Radiation From Japan Reached California Coast in Just Days

Level apparently harmless, but study provides insight into pollution's travel

MONDAY, Aug. 15, 2011 (HealthDay News) -- New research finds that radiation from the nuclear plant accident in Japan in March reached California within days, showing how quickly air pollution can travel, but scientists say the radiation will not hurt people.

"It's not harmful at all," said study author Antra Priyadarshi, a postdoctoral researcher at the University of California at San Diego. The value of the study, Priyadarshi said, is understanding how fast the tiny particles of radiation traveled and how many particles made it to the United States.

From March 13 to March 20, Japanese nuclear plant operators flooded a stricken and overheating reactor in Fukushima with seawater. The process created radioactive sulfur that was vented into the air in steam.

In California, researchers at UC San Diego's Scripps Institution of Oceanography track levels of sulfur. On March 28, several days after the flooding of the reactor in Japan, they found "significantly higher" levels of sulfur in the air. The level was about two to three times normal, Priyadarshi said.

The researchers calculated that a bit less than 1 percent of the sulfur released in the air in Japan actually made it to the California coast. The rest of the sulfur in the air presumably landed on the ocean, she said.

The statistic about the amount of sulfur that actually made it across the Pacific Ocean is important, she said. Scientists have previously been able to track pollution from Asia, but it hasn't been possible to specifically determine how much actually makes it to the West Coast and how much is lost along the way, she said.

The stricken nuclear plant allowed a unique type of calculation because researchers were able to determine exactly how much sulfur was released.

Questions on the material:
A. Do these statements agree with the article on radiation from Japan reaching California? For each, answer yes or no and quote the deciding words of the article exactly. (i) Operators flooded the Fukushima reactor with seawater from March 13 to March 20. (ii) The sulfur level found in California air was about ten times normal. (iii) Roughly half of the sulfur released in Japan reached the California coast.
B. Could you pick up the article on radiation from Japan reaching California after its last sentence and carry it on?

Material supplied:
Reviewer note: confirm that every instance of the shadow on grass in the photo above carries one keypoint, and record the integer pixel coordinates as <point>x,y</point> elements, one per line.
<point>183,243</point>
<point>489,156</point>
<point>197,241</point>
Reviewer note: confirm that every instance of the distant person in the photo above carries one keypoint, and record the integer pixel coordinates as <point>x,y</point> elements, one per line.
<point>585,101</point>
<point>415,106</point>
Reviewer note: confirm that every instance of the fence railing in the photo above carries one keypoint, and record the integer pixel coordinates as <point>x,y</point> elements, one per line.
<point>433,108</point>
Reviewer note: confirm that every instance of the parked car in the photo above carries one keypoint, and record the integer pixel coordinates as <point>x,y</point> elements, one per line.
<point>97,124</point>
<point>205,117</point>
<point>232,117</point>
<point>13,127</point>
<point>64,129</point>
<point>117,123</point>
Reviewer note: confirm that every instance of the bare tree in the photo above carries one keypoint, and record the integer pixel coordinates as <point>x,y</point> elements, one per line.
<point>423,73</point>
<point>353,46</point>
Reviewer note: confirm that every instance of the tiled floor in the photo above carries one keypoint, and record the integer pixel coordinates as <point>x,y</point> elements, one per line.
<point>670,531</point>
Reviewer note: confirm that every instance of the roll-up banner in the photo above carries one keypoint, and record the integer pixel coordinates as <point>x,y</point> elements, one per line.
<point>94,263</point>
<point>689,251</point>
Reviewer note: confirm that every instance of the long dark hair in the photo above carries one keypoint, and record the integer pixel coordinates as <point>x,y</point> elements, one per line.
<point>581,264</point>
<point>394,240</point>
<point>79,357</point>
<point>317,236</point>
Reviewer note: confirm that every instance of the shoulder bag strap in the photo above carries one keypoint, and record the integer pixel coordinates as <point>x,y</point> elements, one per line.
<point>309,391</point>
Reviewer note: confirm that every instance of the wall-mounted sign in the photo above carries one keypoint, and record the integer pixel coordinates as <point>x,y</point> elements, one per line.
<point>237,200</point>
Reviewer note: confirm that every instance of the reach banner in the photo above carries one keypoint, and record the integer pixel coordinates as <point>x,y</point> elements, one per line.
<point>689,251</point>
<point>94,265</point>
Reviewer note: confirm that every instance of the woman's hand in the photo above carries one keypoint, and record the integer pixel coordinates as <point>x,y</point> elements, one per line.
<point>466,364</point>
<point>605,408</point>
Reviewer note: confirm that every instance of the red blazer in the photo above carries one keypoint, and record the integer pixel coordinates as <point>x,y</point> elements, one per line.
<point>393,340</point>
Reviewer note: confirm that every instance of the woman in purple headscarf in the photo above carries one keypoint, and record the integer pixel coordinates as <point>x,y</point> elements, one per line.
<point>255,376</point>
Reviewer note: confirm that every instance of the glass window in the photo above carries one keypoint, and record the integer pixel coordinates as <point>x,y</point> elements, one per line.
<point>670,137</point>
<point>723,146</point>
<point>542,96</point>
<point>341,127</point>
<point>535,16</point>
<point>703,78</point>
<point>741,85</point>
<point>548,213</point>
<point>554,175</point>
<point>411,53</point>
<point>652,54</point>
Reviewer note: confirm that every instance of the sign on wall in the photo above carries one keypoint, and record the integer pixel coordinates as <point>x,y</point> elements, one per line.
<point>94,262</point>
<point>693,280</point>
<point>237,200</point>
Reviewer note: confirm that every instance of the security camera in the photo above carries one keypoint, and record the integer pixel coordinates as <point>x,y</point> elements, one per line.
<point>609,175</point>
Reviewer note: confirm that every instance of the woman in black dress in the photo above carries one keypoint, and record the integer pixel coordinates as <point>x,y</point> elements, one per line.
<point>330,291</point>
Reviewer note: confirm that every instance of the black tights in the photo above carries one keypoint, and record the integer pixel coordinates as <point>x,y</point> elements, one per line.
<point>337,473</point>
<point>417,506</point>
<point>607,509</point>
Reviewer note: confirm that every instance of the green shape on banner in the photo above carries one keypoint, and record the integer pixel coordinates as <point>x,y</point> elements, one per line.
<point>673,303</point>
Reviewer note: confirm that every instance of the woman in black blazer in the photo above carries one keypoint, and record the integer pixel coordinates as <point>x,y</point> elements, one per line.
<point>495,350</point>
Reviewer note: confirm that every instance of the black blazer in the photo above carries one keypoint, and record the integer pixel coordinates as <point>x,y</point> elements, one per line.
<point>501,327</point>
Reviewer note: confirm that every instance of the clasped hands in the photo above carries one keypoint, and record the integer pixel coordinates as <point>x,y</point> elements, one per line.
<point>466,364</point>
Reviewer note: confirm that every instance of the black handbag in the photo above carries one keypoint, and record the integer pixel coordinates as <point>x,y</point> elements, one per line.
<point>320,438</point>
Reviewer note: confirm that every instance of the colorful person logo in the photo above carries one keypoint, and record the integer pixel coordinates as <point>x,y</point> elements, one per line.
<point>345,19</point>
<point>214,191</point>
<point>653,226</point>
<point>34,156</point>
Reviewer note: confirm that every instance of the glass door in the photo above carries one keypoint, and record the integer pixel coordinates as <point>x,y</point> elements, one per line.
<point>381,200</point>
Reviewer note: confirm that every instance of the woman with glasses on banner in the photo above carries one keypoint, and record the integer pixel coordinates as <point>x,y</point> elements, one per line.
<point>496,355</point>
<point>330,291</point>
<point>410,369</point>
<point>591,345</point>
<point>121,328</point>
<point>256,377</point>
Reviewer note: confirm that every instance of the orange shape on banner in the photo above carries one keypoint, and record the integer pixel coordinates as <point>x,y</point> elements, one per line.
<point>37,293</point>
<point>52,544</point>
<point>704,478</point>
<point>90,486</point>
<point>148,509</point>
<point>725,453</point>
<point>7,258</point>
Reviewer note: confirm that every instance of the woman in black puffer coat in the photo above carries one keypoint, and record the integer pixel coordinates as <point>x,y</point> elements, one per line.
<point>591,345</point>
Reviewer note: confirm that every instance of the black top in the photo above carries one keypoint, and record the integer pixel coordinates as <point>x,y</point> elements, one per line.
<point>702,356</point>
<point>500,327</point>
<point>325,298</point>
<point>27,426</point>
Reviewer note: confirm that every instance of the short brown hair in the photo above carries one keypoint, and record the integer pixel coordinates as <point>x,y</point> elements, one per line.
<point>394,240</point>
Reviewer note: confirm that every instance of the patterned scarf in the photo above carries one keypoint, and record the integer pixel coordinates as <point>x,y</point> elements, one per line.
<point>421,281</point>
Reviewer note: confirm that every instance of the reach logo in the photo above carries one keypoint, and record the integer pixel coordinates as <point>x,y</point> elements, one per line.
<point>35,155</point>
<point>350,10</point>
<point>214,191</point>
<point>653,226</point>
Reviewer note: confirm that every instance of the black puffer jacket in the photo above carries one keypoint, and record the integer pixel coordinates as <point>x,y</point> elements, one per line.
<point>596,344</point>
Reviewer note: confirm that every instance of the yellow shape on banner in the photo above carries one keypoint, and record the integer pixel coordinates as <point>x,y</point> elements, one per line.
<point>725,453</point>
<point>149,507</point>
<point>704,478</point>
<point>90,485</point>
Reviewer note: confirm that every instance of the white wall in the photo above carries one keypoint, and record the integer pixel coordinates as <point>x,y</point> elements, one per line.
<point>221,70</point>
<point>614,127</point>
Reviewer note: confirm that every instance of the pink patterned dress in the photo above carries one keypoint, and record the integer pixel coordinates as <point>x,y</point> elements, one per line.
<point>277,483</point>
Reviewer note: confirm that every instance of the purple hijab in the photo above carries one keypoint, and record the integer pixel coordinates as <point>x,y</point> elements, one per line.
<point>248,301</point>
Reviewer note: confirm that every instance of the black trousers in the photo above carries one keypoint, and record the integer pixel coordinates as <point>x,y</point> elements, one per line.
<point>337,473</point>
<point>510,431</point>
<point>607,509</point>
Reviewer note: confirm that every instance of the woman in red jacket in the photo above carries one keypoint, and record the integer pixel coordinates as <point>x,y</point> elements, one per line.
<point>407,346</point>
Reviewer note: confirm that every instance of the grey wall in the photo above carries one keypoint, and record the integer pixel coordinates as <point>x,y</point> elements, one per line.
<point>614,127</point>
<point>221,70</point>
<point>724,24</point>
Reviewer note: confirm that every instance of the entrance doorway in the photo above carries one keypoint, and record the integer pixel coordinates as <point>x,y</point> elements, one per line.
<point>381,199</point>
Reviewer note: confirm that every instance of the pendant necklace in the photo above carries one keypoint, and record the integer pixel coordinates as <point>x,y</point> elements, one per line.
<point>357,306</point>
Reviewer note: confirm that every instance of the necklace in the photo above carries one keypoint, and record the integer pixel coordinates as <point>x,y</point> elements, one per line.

Solved problems:
A.
(i) Yes: "From March 13 to March 20, Japanese nuclear plant operators flooded a stricken and overheating reactor in Fukushima with seawater."
(ii) No: "The level was about two to three times normal"
(iii) No: "a bit less than 1 percent of the sulfur released in the air in Japan actually made it to the California coast."

B.
The findings fit in with previous research that suggested less than 1 percent of pollution survives the trip across the ocean from Asia and lands in the air here, she said. Priyadarshi and other researchers, including some in Japan, next want to analyze radiation in seawater. The amount along the West Coast is expected to be small, she said.

So, is the radiation in the air harmful? Not in this case, since the amount is small and the spike in radiation didn't last long, said Eleanor Blakely, a scientist at Lawrence Berkeley National Laboratory.

The radioactive sulfur in question is more harmful through internal exposure, such as when it's eaten, than when people are exposed to it on their skin, explained Dr. Kory Gill, an assistant professor at Texas A&M Health Science Center College of Medicine. "The concern here, however, would be if these radioactive elements were in the water and atmosphere at higher than originally thought levels," Gill said, since that could expose people to radiation through food and water.

Authorities reported last spring that they'd found radiation from Japan in milk in California and Washington state, but there's such a tiny amount that it's thought to be extremely far from posing a health risk.

The new study appears in this week's online edition of the Proceedings of the National Academy of Sciences.